TASKS TO PERFORM
1. Translate into Spanish this sentence from the passage about Zwangobani's career: "The difference after being cast in a huge show, however, is that she has more choice over where her career can go."
2. Pick up the passage about Zwangobani's career after its final sentence and continue it.
---- SUPPLIED PASSAGE
While for some, to be a part of such beloved IP brings pressure, Zwangobani reflects: “The most pressure any actor feels is the pressure that they put on themselves at the end of the day.”
“I thought the outside pressure would be worse, but I didn’t find it difficult at all. In fact, I found again the love and outpouring from a huge amount of the fanbase was very nourishing, and particularly when you go on the publicity tour, or when you get to San Diego Comic-Con and there’s 6,500 people in a room.”
While working on Lord of the Rings has been a dream, Zwangobani reflects that all jobs, big and small, have pros and cons, and small jobs can be just as rewarding. The difference after being cast in a huge show, however, is that she has more choice over where her career can go.
“You start thinking about choices more. Whereas prior, all you’re doing is waiting for someone else to give you the opportunities.
“That’s not to say people are beating down my door yet, but definitely you start thinking about how you’re going to map your career.”
One of Zwangobani’s first gigs post the first season of The Rings of Power season 1 was an independent play, That Was Friday, staged by emerging company House of Sand in Canberra.
She realises some might be surprised by that choice, but she felt it stretched her as a performer; it was a contemporary work that saw her perform alongside artists, dancers and musicians.
“In an odd way for me at this stage – talk to me again in a few years, it might be different – because of the hugeness of Rings of Power, it was quite important for me to come back and do something grassroots, something in theatre, something that involves people that are passionate about the craft rather than all the bells and whistles.”
Looking ahead to season two, Zwangobani has also reflected for a long time on something that a fellow Rings of Power cast member said to her; that despite the experience, you’re still ‘you’ inside.
--------
---- INFORMATION PROVIDED
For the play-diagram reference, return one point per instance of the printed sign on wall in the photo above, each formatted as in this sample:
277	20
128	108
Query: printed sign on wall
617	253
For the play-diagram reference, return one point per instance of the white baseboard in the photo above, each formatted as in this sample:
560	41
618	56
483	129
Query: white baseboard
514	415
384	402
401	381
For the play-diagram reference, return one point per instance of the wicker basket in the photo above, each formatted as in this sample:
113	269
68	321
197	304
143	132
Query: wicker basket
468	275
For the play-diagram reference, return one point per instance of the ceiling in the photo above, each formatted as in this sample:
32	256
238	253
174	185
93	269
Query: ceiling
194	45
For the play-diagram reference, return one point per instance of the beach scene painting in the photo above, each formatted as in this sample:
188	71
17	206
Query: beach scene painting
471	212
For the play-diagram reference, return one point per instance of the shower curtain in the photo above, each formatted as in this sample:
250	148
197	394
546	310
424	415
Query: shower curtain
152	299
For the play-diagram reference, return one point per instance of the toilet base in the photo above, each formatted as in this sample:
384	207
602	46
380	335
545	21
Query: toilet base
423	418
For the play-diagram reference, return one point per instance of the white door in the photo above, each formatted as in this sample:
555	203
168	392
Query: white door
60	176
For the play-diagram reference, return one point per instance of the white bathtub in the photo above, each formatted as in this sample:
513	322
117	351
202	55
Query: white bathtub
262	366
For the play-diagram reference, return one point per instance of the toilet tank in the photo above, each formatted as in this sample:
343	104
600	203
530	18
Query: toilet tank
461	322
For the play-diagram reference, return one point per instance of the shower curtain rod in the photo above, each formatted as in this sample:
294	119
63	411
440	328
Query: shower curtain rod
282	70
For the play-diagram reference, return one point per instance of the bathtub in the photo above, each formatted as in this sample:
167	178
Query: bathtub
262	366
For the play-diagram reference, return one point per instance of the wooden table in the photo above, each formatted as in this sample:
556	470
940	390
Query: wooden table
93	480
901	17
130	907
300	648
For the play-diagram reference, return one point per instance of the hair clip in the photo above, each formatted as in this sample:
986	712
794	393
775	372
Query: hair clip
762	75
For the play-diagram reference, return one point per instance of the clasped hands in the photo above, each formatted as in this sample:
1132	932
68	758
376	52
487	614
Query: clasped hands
--------
RESULTS FOR THE EXERCISE
1. Sin embargo, la diferencia tras haber sido elegida para una serie enorme es que ella tiene más capacidad de decidir hacia dónde puede dirigirse su carrera.

2.
“That means all the amazing and incredible things about oneself, but also the flaws about oneself. When you get onto something like this, it’s not like you suddenly transform into this elegant swan. You still have to carry you around.
“That has been to me, a) really liberating. I don’t have to be anything other than myself. But b), really interesting, because I think if I was speaking to a younger actor or an actor who had not come to this point in their career yet, I would say ‘Just remember, at the end of the day, the work that you need to do the most is the work that you always do, which is on yourself’. That’s not going to change after you get a big show. It’s not going to change if you don’t get a big show. That’s the reality.”
Part of what keeps Zwangobani grounded is that in between acting, she also teaches high school; she gives similar advice to her own students. While she doesn’t necessarily advertise to them she is an actor, they do often find out.
“They get really excited about it for like a minute and then they’re like, ‘Anyway, back to me’, because they’re teenagers.
“And I can tell you that’s incredibly healthy. If you’re going to have any kind of an ego, go and teach high school, because it’ll get knocked out of you really fast.”